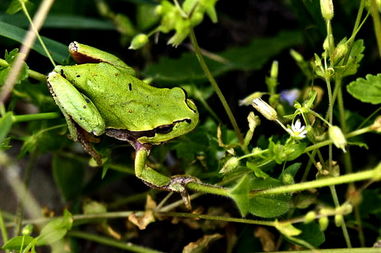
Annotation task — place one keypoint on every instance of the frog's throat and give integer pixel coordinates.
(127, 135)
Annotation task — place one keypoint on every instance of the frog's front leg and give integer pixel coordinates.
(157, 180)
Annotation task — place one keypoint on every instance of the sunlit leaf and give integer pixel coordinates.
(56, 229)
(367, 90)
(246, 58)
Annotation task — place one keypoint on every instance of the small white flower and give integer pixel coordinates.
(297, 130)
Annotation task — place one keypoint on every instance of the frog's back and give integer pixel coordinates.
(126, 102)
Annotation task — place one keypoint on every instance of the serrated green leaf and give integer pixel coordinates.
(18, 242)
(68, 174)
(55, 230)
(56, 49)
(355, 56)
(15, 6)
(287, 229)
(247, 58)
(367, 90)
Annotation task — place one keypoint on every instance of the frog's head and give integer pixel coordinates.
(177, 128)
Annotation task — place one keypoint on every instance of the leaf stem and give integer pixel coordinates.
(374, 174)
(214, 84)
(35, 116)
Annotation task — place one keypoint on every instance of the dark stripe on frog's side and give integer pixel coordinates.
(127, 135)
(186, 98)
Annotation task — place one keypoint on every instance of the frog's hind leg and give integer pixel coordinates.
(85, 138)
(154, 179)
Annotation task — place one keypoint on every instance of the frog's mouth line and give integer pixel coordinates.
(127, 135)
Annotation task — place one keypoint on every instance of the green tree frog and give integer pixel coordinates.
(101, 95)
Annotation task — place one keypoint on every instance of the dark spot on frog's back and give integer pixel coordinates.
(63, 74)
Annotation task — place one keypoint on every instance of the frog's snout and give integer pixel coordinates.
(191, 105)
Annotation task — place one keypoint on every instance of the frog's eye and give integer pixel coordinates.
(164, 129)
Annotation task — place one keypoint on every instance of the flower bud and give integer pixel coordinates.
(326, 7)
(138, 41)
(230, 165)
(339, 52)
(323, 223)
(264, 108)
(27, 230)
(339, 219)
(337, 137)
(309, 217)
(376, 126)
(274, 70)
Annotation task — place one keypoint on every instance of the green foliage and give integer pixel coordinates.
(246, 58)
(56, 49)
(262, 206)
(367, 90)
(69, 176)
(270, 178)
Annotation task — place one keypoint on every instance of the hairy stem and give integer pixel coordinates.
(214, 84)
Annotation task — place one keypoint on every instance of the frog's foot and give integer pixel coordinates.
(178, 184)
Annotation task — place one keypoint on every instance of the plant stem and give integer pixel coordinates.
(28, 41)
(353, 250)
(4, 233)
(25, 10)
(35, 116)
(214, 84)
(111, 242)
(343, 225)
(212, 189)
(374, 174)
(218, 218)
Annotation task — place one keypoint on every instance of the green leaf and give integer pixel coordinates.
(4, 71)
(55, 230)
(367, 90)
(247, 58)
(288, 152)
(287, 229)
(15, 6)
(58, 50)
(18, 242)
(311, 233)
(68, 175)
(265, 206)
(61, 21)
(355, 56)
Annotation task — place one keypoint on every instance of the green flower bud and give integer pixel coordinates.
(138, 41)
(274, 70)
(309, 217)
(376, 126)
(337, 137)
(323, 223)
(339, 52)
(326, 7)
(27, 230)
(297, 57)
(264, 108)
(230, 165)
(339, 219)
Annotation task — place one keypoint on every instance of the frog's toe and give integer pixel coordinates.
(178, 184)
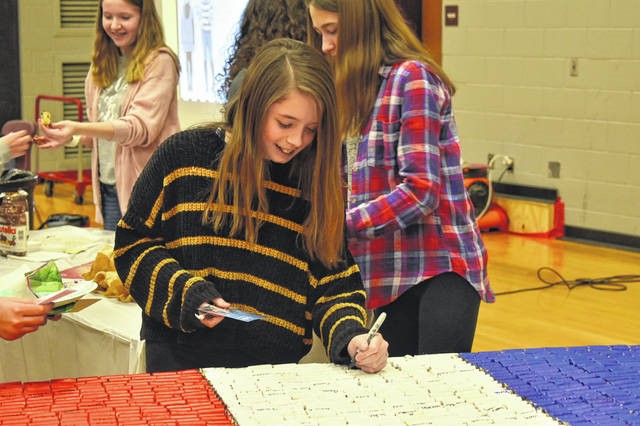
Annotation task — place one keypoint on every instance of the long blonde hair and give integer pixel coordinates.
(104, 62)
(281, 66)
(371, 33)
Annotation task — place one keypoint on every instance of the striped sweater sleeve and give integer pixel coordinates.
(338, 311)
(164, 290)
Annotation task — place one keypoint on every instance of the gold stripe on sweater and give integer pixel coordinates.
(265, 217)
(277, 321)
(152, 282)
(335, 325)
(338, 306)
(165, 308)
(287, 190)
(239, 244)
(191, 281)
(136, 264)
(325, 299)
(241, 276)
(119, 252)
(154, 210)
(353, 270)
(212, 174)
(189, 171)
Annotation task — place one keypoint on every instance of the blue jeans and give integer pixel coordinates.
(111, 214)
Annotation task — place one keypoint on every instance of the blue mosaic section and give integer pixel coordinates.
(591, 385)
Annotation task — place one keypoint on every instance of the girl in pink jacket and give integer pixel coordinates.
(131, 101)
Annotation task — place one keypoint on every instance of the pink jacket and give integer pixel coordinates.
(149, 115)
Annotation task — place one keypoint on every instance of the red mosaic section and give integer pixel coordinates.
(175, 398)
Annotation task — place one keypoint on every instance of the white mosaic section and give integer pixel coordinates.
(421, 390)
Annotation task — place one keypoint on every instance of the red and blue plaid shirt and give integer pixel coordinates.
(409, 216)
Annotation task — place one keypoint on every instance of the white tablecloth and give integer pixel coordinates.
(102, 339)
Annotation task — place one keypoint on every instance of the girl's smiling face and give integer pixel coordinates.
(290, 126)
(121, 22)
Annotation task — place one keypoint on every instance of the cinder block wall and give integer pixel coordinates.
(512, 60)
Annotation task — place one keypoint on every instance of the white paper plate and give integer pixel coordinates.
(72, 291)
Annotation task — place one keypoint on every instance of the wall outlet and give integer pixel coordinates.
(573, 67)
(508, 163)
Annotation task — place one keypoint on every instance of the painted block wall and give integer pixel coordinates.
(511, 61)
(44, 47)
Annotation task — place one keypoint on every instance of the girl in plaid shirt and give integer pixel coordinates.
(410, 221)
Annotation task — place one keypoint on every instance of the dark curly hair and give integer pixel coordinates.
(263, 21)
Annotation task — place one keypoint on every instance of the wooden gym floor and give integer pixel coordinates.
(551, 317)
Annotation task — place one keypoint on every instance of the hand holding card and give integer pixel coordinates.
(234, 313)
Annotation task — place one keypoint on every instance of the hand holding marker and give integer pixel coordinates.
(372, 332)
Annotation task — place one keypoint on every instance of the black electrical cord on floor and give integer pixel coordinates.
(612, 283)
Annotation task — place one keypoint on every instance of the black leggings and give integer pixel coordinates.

==

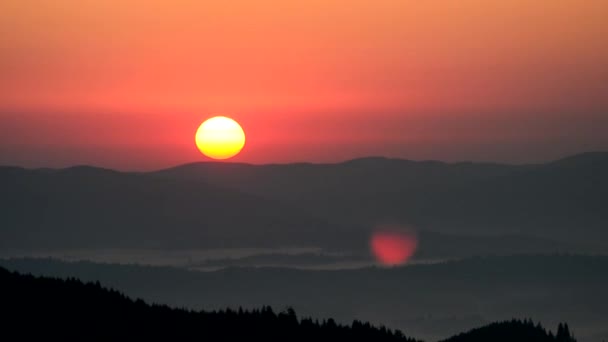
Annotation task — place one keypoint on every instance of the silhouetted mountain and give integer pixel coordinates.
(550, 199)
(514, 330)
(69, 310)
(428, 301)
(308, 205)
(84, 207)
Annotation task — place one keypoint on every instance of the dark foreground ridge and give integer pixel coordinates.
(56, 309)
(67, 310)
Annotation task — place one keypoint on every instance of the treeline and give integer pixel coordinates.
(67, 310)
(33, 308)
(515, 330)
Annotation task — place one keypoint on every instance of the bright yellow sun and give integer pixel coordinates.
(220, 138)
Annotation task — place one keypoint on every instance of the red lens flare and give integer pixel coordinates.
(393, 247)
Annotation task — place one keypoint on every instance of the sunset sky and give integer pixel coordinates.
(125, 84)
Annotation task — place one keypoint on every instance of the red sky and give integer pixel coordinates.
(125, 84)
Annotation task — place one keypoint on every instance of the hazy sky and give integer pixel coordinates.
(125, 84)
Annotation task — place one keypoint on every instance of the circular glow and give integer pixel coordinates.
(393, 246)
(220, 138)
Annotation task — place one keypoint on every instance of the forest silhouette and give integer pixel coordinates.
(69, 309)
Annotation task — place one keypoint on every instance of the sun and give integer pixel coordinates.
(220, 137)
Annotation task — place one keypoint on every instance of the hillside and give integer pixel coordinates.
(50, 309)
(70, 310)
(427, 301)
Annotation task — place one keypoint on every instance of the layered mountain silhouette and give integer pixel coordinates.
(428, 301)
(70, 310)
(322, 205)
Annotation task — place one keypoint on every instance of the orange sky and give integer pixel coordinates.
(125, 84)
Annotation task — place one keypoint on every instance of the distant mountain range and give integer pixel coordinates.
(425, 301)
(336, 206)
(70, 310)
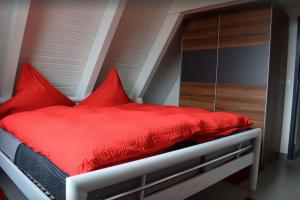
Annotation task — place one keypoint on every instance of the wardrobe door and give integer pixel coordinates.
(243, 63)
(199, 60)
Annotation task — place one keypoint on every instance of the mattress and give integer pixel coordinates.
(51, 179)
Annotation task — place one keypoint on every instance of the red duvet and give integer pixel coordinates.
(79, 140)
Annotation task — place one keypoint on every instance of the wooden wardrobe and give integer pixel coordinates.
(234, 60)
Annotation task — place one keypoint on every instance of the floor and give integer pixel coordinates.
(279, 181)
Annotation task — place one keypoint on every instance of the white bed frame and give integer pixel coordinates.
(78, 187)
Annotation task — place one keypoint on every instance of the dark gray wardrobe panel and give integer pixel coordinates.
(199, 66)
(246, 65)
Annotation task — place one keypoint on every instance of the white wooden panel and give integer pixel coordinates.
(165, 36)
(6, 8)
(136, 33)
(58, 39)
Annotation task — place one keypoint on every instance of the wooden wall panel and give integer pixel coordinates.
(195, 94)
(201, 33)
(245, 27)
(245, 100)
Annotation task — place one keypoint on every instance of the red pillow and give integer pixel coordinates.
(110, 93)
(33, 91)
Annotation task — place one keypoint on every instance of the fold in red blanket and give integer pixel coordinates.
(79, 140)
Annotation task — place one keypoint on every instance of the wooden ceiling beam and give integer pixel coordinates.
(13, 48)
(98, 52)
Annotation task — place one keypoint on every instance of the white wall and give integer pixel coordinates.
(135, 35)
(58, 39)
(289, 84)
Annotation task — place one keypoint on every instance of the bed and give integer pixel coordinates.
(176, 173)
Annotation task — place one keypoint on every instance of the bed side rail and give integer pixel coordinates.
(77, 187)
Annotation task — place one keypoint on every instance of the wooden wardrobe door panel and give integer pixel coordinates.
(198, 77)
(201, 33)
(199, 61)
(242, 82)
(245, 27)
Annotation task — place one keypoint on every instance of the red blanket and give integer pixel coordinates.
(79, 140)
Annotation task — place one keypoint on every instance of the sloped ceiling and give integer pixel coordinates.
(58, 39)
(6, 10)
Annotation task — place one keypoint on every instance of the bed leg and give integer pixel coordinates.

▶ **Given task**
Please return each line of the data above that contains the word "black". Case counts.

▶ **Answer to the task**
Annotation task — place one keypoint on every instance of the black electrical cord on floor and give integer pixel coordinates.
Annotation task — place one keypoint on every instance of the black leggings and give integer pixel coordinates.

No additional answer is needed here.